Region labeling items

________

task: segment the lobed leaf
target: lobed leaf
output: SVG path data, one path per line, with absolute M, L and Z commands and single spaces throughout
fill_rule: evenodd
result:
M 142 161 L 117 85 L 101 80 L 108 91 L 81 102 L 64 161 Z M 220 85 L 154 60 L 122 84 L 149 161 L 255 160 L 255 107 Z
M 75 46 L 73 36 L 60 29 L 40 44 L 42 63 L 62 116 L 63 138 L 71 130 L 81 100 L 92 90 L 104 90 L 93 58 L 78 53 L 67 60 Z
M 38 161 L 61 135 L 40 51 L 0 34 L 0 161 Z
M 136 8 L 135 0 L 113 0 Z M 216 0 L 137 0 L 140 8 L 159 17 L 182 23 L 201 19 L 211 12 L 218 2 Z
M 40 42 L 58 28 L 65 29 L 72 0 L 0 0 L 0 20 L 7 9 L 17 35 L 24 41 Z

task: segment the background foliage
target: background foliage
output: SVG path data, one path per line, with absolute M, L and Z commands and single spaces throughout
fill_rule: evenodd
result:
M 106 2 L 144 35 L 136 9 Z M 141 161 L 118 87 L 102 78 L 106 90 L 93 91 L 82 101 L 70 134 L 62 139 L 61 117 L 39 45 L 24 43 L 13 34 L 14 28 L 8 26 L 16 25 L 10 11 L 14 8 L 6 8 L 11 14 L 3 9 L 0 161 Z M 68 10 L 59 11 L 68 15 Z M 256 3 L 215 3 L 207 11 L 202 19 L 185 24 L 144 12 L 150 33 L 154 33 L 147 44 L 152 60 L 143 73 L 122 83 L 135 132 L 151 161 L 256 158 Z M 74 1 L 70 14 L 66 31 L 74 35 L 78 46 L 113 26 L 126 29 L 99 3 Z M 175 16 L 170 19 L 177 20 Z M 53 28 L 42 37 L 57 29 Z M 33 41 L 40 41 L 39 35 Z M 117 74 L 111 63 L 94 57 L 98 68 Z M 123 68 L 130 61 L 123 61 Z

________

SHORT PROBLEM: Reproduce every line of the records above verbatim, with no changes.

CORRECT RESPONSE:
task: segment the lobed leaf
target: lobed leaf
output: SVG path data, one path per line, with absolute M, L and Z commands and single spaces throughout
fill_rule: evenodd
result:
M 142 161 L 117 85 L 101 80 L 108 91 L 81 102 L 64 161 Z M 220 85 L 154 60 L 122 84 L 149 161 L 255 160 L 255 107 Z
M 75 46 L 73 36 L 60 29 L 40 44 L 42 63 L 62 116 L 63 138 L 71 130 L 81 100 L 92 90 L 104 90 L 93 58 L 78 53 L 67 60 Z
M 38 161 L 61 135 L 40 51 L 0 34 L 0 161 Z
M 136 8 L 135 0 L 113 0 Z M 216 0 L 137 0 L 140 8 L 159 17 L 182 23 L 201 19 L 211 12 L 218 2 Z
M 40 42 L 58 28 L 65 29 L 72 0 L 0 0 L 0 20 L 7 9 L 17 35 L 24 41 Z

task: segment the background foliage
target: background foliage
output: SVG path data, one path per line, with absolute M, L and Z commands and single spaces throughout
fill_rule: evenodd
result:
M 106 2 L 144 35 L 136 9 Z M 141 161 L 118 87 L 102 78 L 106 90 L 93 91 L 82 101 L 70 134 L 62 139 L 61 117 L 39 45 L 24 43 L 13 34 L 14 28 L 8 26 L 16 25 L 10 11 L 14 8 L 6 8 L 11 14 L 3 9 L 0 161 Z M 68 10 L 59 11 L 68 15 Z M 256 3 L 215 3 L 207 11 L 202 19 L 185 24 L 144 12 L 150 33 L 154 33 L 147 44 L 152 60 L 143 73 L 122 83 L 135 132 L 151 161 L 256 158 Z M 74 1 L 70 14 L 66 31 L 74 35 L 78 46 L 113 26 L 126 29 L 99 3 Z M 175 16 L 170 19 L 177 20 Z M 53 28 L 42 37 L 57 29 Z M 33 41 L 40 41 L 39 35 Z M 117 74 L 111 63 L 94 57 L 98 68 Z M 123 68 L 130 61 L 123 61 Z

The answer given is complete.